--- start DATA PROVIDED ---

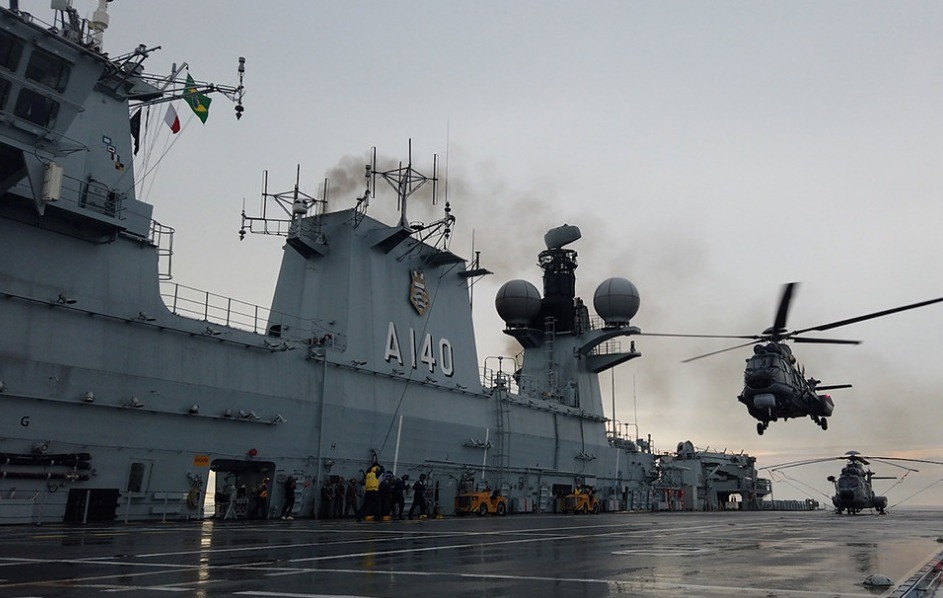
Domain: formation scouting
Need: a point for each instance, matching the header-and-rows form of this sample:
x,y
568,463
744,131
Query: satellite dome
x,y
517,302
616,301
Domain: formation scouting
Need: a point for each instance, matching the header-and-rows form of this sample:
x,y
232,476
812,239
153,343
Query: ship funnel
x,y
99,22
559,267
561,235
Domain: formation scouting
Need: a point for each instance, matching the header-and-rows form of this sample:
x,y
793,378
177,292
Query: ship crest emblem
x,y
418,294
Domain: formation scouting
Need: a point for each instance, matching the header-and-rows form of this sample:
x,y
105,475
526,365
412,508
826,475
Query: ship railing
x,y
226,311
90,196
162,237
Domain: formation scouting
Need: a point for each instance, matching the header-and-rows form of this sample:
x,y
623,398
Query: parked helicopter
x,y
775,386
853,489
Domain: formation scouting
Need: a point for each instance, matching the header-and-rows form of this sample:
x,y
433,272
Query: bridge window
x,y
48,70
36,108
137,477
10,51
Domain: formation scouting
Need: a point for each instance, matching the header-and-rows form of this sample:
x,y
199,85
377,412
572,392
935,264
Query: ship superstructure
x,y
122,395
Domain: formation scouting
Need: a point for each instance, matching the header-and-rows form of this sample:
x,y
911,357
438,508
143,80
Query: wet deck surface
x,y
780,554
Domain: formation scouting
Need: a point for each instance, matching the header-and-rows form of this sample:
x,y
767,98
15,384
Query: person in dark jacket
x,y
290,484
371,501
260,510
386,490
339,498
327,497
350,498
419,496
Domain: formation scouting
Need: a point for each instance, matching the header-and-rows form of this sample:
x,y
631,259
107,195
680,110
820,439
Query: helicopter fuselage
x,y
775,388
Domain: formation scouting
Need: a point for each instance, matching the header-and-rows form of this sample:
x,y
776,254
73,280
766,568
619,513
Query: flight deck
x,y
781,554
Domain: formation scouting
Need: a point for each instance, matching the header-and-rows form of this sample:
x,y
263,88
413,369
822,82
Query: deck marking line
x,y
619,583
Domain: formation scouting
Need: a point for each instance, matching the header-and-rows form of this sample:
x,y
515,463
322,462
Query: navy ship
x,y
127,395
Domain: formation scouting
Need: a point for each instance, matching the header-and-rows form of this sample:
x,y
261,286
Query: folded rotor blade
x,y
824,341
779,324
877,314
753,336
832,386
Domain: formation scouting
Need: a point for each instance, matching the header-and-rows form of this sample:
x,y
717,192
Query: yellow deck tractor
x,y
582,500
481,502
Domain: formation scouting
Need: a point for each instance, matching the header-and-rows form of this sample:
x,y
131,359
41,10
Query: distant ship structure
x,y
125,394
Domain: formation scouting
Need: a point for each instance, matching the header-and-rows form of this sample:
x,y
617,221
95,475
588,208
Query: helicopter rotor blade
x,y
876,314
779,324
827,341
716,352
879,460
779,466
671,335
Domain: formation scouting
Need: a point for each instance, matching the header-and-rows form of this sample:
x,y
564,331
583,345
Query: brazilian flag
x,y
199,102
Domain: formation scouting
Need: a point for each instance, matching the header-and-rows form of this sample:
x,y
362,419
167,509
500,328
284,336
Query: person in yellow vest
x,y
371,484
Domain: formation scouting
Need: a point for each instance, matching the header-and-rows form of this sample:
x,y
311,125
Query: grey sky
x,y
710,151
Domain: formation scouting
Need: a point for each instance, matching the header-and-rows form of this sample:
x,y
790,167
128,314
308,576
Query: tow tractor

--- end DATA PROVIDED ---

**TO BE DONE**
Could you reproduce every record above exactly, leaving out the pictures?

**EXERCISE RESULT**
Domain: formation scouting
Need: a point for each instance, matching the header-and-rows form of this sample:
x,y
568,463
744,131
Query: satellite dome
x,y
517,302
616,301
Domain: formation scouting
Need: a point for each instance, matching the header-and-rows form of this sample:
x,y
232,476
812,239
153,343
Query: ship funnel
x,y
99,22
559,267
561,235
Domain: formation scouting
Need: a point for each instance, matching the header-and-rows form of this sample:
x,y
793,378
177,292
Query: ship crest emblem
x,y
418,294
Domain: formation scouting
Need: a point for each instance, matching the header-and-rows form of this sample:
x,y
105,475
526,365
412,508
826,475
Query: ship railing
x,y
226,311
90,196
162,237
Domain: formation scouting
Need: a point for each instance, matching the header-and-rows form of this sample:
x,y
623,398
Query: parked helicopter
x,y
775,386
853,489
Domain: formation scouting
Need: a point for each instance, matching the header-and-rows form of this sample:
x,y
433,272
Query: bridge window
x,y
48,70
36,108
137,477
10,51
Domain: formation scouting
Need: a point for each instance, matching the header-and-rows form of this sample:
x,y
199,85
377,412
572,392
935,264
Query: ship superstructure
x,y
122,395
Domain: formation scouting
Need: a point for each instance, matching the header-and-rows form of this sample:
x,y
911,357
438,508
143,80
Query: wet deck surface
x,y
780,554
Domain: formation scouting
Need: a point for each instance, matching the header-and-rows form of this sample:
x,y
767,98
15,384
Query: person in dark jacket
x,y
290,484
371,501
260,510
386,490
339,498
327,497
350,498
419,496
Domain: formation scouting
Need: a point for each instance, matching the header-and-rows form of this sample:
x,y
631,259
107,195
680,110
820,439
Query: helicopter fuselage
x,y
775,388
Domain: formation scouting
Need: a point for each instance, matching the header-and-rows form of this sample:
x,y
776,254
73,280
766,568
619,513
Query: flight deck
x,y
781,554
Domain: formation scouting
Need: a point for each instance, matching the header-and-rows form of this sample:
x,y
263,88
413,369
822,82
Query: deck marking line
x,y
619,583
Domain: formation scouting
Need: a point for each instance, matching the header-and-rows form of this sample:
x,y
515,463
322,462
Query: navy ship
x,y
127,395
Domain: formation scouting
Need: a point for each instance, matching the header-and-rows form of this sample:
x,y
261,286
Query: folded rotor blade
x,y
824,341
779,324
877,314
753,336
832,386
Domain: formation scouting
Need: a point for each instance, matching the header-and-rows form of this sample:
x,y
717,192
Query: yellow deck tractor
x,y
582,500
481,502
Domain: formation scouting
Need: a point for each instance, matching the header-and-rows form of this sample:
x,y
131,359
41,10
Query: distant ship structure
x,y
125,394
Domain: formation scouting
Need: a point for each instance, matching the header-and-rows form of this sample:
x,y
617,221
95,475
588,208
Query: helicopter rotor blade
x,y
876,314
779,324
827,341
716,352
879,460
779,466
671,335
Domain: formation scouting
Need: a point for each instance, matching the header-and-rows form of this sample:
x,y
564,331
583,345
Query: brazilian flag
x,y
199,102
Domain: formation scouting
Need: a point for each instance, matching the header-and-rows form of this sample:
x,y
362,419
167,509
500,328
284,336
Query: person in yellow vest
x,y
371,484
Domain: formation scouting
Need: a point for each instance, matching the header-and-rows form of this sample:
x,y
311,125
Query: grey sky
x,y
710,151
Domain: formation scouting
Need: a point for each instance, matching the header-and-rows form of this sample:
x,y
790,167
128,314
308,576
Query: tow tractor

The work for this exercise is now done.